- _What to do_: Your copy should match the entries exactly, with no images carried over.

○ ○ ○ ○

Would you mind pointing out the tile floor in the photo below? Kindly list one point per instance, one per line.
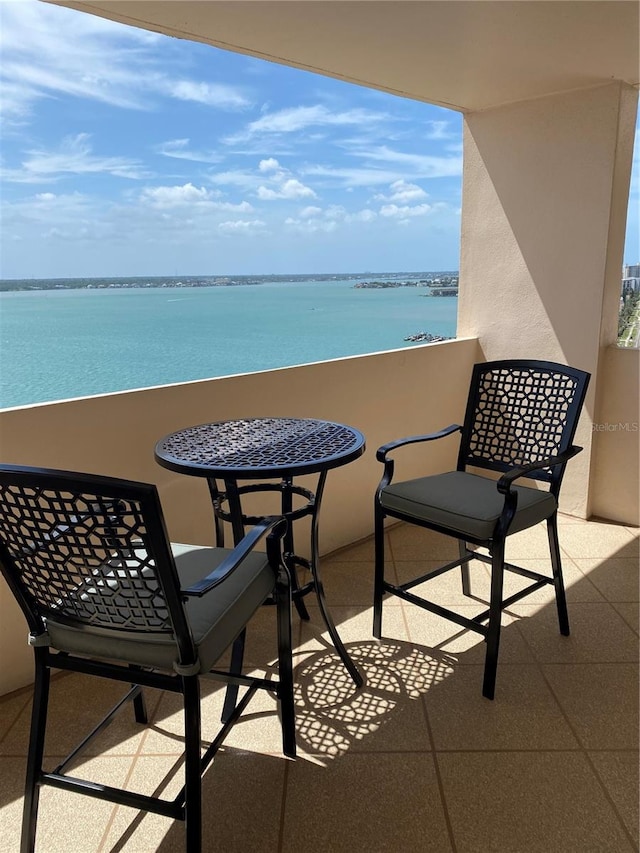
(416, 760)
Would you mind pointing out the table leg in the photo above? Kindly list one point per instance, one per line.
(289, 549)
(319, 588)
(237, 650)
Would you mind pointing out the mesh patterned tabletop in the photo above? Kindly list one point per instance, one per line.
(260, 447)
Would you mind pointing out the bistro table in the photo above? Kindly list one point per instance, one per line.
(266, 449)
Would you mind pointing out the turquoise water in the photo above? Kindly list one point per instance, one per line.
(59, 344)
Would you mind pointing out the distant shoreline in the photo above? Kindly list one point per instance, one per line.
(393, 279)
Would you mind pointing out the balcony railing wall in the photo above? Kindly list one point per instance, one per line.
(385, 395)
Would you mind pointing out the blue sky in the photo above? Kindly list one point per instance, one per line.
(130, 153)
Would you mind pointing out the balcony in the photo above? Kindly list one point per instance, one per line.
(552, 764)
(416, 759)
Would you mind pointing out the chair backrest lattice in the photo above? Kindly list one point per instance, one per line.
(521, 412)
(84, 555)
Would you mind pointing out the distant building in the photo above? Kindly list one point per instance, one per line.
(631, 271)
(631, 284)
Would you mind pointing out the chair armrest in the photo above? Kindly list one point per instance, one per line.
(274, 526)
(504, 483)
(381, 454)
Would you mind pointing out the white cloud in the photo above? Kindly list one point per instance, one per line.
(48, 51)
(268, 165)
(401, 191)
(180, 150)
(299, 118)
(166, 197)
(210, 94)
(309, 212)
(392, 210)
(439, 130)
(288, 189)
(422, 165)
(174, 196)
(241, 226)
(73, 157)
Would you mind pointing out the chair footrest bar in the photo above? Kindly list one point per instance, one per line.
(102, 725)
(143, 677)
(517, 570)
(216, 743)
(507, 602)
(471, 624)
(435, 572)
(142, 802)
(527, 573)
(242, 680)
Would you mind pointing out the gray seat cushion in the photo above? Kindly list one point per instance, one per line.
(464, 503)
(215, 619)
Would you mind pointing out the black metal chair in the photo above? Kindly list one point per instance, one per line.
(520, 421)
(105, 594)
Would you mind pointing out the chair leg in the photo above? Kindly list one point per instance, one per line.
(36, 752)
(558, 581)
(378, 584)
(237, 657)
(192, 769)
(495, 619)
(285, 664)
(464, 568)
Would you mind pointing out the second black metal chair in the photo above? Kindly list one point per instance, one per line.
(520, 421)
(105, 594)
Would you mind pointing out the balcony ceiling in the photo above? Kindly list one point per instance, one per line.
(464, 55)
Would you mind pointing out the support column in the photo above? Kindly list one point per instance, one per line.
(545, 196)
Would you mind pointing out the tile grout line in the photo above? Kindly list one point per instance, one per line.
(582, 747)
(134, 760)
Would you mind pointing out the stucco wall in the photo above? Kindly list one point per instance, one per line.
(616, 438)
(544, 202)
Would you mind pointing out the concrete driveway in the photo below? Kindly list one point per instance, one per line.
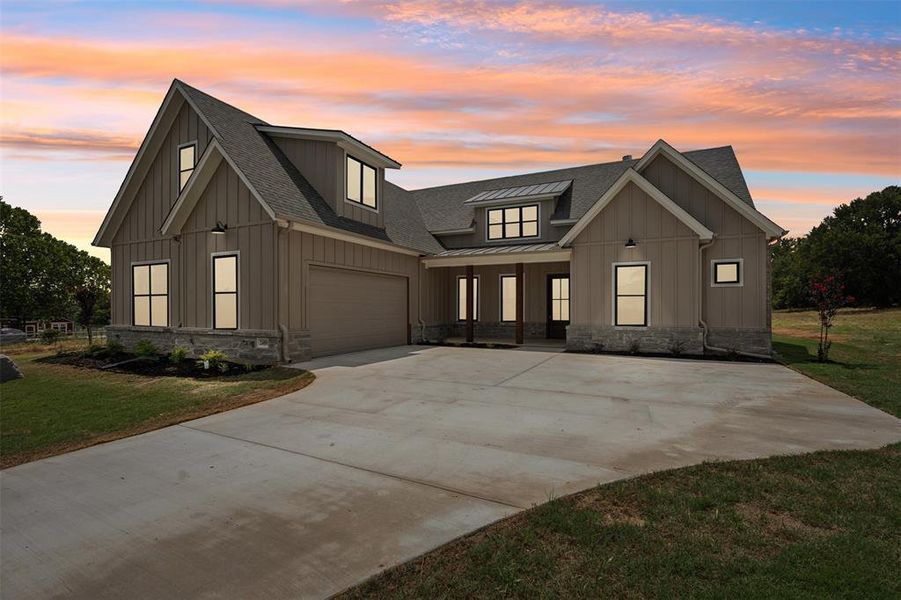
(389, 454)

○ ○ ○ ○

- _Expected output_:
Would you mind pointing out the tile floor in the photo below? Kindly list one point per instance, one per line.
(416, 760)
Would you mind pointing out the table leg in the photo above? Kindly list one point per instance, one per line.
(289, 549)
(319, 588)
(237, 650)
Would you mind pointing out the mesh patterned tabletop in the photo above? Kindly list one point per instance, one per line.
(260, 447)
Would you mind pointing out the bistro table in the photo above? Kindly list one point per instance, one per line.
(266, 449)
Would you mind pointing out the turquoise water in the photo above? Kindly list one point per instance, one per line.
(59, 344)
Would you mind pointing out the distant shoreline in the photo above? Kindly list one point per instance, one per line.
(393, 279)
Would you mind pointing out the balcony railing wall in the photo above? Kindly list one point per instance, one per line.
(385, 395)
Would you mind pointing out the blue sky in the photo above? Kindly list one point per instance, one per line.
(130, 153)
Would you mind pointing out the balcony in the photo above? Kindly list one point per instance, one per line.
(552, 764)
(416, 759)
Would you mind pointing out the chair backrest lattice in the photo above? Kindly list one point per instance, one per line.
(521, 412)
(84, 555)
Would you mind pointing out the distant building in the photo above? Kindly list one point per instance, one per line.
(631, 271)
(631, 284)
Would you mind pointing out the chair armrest in the photo above? Kindly list one point per instance, one per line.
(274, 526)
(504, 483)
(381, 454)
Would you mind pointing out the white cloud in the photo above? Kindly list one point per instance, one per line.
(48, 51)
(268, 165)
(401, 191)
(180, 150)
(299, 118)
(166, 197)
(210, 94)
(309, 212)
(392, 210)
(439, 130)
(288, 189)
(422, 165)
(174, 196)
(241, 226)
(73, 157)
Would you mind pointing out the chair footrest bar in the photo above? Kindly list one point per instance, one per line.
(102, 725)
(143, 677)
(517, 570)
(216, 743)
(507, 602)
(471, 624)
(435, 572)
(142, 802)
(527, 573)
(242, 680)
Would you mind pointing out the gray seat cushion in the photo above? Kindly list one point per instance, one per line.
(464, 503)
(215, 619)
Would you mind pointing out the black metal chair in the photo above? Kindly list one point per instance, one per line.
(520, 421)
(105, 594)
Would you mind pointing out the chair leg in the photo above? Kindly list one point per instance, one per line.
(36, 752)
(558, 581)
(378, 584)
(237, 657)
(192, 769)
(495, 619)
(285, 664)
(464, 568)
Would you mind pointing out the second black metal chair in the photo above? Kindly list one point per instance, one per line.
(520, 421)
(105, 594)
Would you mind pointing out the balcony ceiling in the photo above? Kindly list one point per instance, one per line.
(464, 55)
Would you mind pointing out the support column in the photo above? Kindly list one point per instance, one per line.
(545, 196)
Would you mind pointing out the tile grout line in the photo above? Kindly list one point per instance, one per line.
(582, 747)
(134, 760)
Would you mind pointing out the stucco wall in the photo above? Kindly list one point per instance, one per line.
(616, 438)
(544, 202)
Would you mind pointing out the concrete driveway in the photo below? Kindly list one point per instance, one per line.
(389, 454)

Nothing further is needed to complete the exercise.